| Objective A |
Please count the lines in the records below that contain the string "brim", and give only that number.

──────── Selected text ────────

Thursday, November 28, 2013

'A sodden expanse' - Fishermans Bend

PMHPS continues to be preoccupied with Fishermans Bend. In the late 1930s Fishermans Bend was on the cusp of a major transformation to industrial development - a change that was anticipated with excitement and optimism. Charles Daley in The History of South Melbourne says:
'The once-despised Fishermen's Bend - a no-man's land - under the pressure of economic circumstance, has come into its own, and its sodden expanse bids fair, under the exercise of human knowledge, skill and labour, directed to its reclamation, to provide eventually scope for great projects and undertakings conducive to the advantage of the State.
In this long-neglected and unoccupied area of 'Siberia,' ... great activity and interest have been aroused. On 5th November, 1936, occurred on, the north side of 'The Bend,' the opening of the great and extensive factory for motor construction of the noted firm of General Motors-Holden's, whose enterprise has set the example for other leading industrial ventures and subsidiary factories.
The Aircraft Factory ... in which the Broken Hill Proprietary, Imperial Chemical Industries and General Motors Companies are jointly concerned, has been established, and many applications have been made for leases on what must become a manufacturing area of great importance, giving employment to thousands of workmen.' (p344)
Rootes Factory in Salmon St
Harold Paynting Collection State Library of Victoria

The photograph above shows the Rootes factory under construction. The extensive plant covered almost an entire block and became the headquarters for manufacture of aircraft (principally the Beaufort bomber) by the Department of Aircraft Production during WWII. It reverted to car manufacture after the war.*

Source
*Port Melbourne Walk booklet produced but the Art Deco & Modernism Society 

Three . . . of Port

Sometimes you just can't find the right word. Take icon, for example. Many Port Melbourne people have had enough of the word 'icon'. 'Iconic' as new developments are often described, is almost guaranteed to get people's backs up.
But back to Port. In this photograph, three Port (what word would you use?): the beacon, the newly restored Stothert & Pitt crane and the chimney of Harpers Starch Factory. Icons of Port. They so clearly show how history gives meaning and identity to a place. At one time, the Starch Factory chimney was the landmark, but as this photo shows, it is now dwarfed by the hmas apartments.
the beacon, the crane and the chimney
Stothert & Pitt were 'cranemakers to the world', based in Bath, a place more usually associated with Jane Austen. The two 3-ton Stothert and Pitt electric wharf cranes with 80 foot operating radius were erected at the outer end of Station Pier in 1949.
The Jubilee History of the Melbourne Harbor Trust shows these cranes on Station Pier in a 1927 photograph - an earlier type?

from the Jubilee History of the Melbourne Harbor Trust
Corrections and additions always welcome.



Wednesday, November 20, 2013

Fishermans Bend - the past and the future

PMHPS's head is spinning with thinking about its submission to the Fishermans Bend Urban Renewal Area Draft Vision, so this week's post is about .... Fishermans Bend!
PMHPS will argue that an understanding of the environmental/natural history of Fishermans Bend is fundamental to planning for its future. So lets look at this 1864 map before the Coode Canal went in and altered the course of the river.
See the swamps and sandy terrain, the relationship to the Yarra River, the emerging city and the Sandridge township.

────────

| Objective B |
According to the Fishermans Bend post, on what date did the General Motors-Holden's factory open on the north side of the Bend?

──────── Records for the task ────────

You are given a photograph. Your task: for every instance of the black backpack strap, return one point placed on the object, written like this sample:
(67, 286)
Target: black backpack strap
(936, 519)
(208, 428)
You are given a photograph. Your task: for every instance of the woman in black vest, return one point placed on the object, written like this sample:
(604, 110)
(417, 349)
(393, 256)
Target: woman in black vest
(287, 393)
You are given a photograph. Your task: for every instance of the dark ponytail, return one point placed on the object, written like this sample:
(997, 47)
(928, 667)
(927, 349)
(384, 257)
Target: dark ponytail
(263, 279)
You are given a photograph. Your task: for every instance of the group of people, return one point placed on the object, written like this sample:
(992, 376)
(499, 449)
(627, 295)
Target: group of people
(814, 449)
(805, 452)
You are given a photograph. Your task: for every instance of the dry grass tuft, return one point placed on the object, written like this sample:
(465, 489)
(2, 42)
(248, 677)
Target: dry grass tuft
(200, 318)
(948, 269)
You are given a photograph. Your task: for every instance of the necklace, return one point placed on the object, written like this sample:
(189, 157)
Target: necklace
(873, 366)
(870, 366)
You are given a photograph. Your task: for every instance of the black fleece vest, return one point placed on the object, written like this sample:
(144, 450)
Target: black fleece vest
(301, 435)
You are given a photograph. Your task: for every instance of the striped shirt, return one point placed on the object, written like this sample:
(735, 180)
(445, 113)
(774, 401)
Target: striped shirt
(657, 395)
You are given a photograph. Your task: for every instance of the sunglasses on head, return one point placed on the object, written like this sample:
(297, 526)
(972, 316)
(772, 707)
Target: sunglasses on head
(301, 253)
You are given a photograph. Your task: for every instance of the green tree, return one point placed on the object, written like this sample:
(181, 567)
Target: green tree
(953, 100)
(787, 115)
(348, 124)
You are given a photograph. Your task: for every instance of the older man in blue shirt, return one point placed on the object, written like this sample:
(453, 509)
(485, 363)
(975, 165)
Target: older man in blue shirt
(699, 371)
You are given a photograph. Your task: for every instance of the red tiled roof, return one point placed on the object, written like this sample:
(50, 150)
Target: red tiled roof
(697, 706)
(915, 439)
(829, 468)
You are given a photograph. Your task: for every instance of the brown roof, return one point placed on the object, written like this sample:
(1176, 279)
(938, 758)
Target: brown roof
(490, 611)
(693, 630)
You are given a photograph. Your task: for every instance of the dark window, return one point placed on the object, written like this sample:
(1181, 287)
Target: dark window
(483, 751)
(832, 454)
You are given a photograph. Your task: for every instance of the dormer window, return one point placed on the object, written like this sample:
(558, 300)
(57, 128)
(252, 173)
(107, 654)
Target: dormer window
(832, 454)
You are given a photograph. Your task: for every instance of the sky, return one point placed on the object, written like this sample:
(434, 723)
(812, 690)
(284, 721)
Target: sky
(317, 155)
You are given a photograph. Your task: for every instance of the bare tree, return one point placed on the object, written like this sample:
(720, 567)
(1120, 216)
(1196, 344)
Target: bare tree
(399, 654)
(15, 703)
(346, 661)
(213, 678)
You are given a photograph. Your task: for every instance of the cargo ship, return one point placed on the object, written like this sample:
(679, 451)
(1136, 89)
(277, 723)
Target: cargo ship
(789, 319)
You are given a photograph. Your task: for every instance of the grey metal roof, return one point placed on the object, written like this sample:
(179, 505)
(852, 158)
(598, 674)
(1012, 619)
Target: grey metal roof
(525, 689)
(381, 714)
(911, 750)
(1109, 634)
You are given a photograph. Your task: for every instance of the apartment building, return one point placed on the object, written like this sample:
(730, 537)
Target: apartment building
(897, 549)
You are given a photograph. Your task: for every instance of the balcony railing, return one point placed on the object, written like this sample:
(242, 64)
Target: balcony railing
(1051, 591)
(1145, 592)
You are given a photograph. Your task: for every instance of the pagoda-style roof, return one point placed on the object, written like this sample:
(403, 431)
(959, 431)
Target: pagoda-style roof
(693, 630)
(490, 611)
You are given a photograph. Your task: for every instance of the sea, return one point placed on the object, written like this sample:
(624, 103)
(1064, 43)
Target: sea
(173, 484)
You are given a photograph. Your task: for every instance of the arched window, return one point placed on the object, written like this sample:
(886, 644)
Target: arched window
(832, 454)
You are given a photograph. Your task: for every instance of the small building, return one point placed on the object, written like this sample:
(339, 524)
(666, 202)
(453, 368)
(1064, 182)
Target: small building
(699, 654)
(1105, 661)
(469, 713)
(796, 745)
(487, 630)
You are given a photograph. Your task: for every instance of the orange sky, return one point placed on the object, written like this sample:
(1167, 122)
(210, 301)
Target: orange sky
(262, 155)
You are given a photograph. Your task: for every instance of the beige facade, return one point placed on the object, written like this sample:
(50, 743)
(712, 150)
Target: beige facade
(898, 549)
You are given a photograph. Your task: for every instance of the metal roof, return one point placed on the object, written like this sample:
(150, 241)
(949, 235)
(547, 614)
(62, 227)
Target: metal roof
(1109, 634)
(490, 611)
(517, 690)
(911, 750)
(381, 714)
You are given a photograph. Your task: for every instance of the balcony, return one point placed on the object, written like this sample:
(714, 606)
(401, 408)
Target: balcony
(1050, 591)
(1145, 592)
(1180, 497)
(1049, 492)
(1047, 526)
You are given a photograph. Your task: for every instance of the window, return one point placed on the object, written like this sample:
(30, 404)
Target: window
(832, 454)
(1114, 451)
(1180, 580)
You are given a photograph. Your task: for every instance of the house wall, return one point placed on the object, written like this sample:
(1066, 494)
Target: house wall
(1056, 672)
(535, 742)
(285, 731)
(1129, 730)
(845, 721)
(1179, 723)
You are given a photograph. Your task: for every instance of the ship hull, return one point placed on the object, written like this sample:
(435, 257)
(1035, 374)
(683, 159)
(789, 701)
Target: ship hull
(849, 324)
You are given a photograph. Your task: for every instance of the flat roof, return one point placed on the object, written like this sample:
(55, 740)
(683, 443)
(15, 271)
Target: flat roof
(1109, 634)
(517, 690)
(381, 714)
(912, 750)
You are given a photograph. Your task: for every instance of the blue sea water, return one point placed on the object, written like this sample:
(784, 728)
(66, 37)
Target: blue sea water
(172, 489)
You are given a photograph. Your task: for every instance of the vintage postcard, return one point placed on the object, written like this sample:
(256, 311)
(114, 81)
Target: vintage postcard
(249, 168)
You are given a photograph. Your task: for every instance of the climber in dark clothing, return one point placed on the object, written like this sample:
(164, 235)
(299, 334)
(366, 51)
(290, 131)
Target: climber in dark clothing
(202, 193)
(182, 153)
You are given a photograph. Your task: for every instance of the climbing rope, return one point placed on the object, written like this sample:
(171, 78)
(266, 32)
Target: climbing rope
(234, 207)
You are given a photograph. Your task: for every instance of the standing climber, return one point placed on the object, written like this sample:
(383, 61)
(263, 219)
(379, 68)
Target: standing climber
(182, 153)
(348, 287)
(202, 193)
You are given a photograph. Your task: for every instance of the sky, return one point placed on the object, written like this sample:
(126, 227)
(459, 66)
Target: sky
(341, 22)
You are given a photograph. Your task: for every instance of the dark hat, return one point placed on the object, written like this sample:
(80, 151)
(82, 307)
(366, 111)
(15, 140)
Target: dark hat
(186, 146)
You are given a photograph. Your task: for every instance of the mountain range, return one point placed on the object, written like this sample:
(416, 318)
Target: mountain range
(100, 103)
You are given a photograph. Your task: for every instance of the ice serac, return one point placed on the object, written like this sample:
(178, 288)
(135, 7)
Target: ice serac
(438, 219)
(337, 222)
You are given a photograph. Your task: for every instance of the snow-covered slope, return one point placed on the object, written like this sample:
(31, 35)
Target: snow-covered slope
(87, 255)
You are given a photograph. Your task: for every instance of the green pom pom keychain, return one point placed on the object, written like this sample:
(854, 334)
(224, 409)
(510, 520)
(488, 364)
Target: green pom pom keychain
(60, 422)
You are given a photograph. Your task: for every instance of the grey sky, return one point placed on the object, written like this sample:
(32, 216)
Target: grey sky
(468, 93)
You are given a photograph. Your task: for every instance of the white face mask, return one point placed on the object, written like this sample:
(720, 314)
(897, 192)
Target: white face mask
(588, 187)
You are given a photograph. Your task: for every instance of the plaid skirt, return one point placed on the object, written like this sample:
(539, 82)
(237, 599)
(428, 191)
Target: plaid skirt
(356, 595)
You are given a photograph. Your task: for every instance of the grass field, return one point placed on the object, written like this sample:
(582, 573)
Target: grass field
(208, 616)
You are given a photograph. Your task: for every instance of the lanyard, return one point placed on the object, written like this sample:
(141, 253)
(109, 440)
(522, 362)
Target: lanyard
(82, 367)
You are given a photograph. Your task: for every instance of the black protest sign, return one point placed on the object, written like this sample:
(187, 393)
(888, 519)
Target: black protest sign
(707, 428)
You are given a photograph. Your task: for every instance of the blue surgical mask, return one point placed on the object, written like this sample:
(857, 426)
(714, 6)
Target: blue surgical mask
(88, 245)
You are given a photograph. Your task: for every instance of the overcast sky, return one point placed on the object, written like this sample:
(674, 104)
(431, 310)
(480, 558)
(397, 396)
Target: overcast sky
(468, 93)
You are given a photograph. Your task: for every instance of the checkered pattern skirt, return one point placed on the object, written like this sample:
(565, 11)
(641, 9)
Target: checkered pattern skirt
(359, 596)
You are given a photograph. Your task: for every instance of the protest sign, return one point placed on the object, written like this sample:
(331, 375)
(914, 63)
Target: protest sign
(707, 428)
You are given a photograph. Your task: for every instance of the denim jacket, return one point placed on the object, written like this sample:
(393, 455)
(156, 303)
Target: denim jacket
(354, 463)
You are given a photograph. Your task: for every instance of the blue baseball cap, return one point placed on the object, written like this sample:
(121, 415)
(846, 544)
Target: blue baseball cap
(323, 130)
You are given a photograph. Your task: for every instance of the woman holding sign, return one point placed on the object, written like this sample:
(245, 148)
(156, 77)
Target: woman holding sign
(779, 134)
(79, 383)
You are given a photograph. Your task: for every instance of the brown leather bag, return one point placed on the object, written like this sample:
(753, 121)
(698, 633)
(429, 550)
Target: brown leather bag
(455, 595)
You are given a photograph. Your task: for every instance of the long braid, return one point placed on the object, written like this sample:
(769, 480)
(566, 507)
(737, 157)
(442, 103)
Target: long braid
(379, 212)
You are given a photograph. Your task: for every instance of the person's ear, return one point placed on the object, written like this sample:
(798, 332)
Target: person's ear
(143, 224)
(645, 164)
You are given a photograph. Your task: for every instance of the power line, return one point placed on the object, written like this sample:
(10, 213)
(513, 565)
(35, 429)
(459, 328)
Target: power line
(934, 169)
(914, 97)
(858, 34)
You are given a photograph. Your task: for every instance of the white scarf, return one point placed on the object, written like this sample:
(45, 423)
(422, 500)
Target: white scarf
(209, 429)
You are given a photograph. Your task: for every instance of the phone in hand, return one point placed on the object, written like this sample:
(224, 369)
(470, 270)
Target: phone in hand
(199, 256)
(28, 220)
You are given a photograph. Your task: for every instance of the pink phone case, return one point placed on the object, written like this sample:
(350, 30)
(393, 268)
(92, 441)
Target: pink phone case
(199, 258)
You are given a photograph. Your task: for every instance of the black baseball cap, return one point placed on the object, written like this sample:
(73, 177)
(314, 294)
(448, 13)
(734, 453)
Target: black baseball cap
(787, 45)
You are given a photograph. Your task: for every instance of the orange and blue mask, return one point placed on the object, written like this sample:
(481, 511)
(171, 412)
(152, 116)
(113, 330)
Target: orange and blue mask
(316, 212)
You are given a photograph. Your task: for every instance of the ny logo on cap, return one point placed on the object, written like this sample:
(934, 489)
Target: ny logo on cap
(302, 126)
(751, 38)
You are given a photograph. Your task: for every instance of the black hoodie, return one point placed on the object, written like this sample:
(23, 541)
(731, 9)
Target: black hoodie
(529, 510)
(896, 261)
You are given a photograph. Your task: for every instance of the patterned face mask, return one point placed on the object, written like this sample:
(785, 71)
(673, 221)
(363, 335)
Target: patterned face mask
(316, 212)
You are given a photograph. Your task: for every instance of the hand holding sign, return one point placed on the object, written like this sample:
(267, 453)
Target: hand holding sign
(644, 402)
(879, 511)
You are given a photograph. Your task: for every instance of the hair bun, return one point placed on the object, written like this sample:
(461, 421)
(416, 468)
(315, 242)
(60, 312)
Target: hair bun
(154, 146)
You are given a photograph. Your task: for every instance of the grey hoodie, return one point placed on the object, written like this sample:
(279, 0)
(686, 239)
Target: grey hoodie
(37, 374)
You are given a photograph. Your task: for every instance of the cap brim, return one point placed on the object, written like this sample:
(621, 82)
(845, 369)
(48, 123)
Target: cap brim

────────

| Written answer A |
2

| Written answer B |
5th November, 1936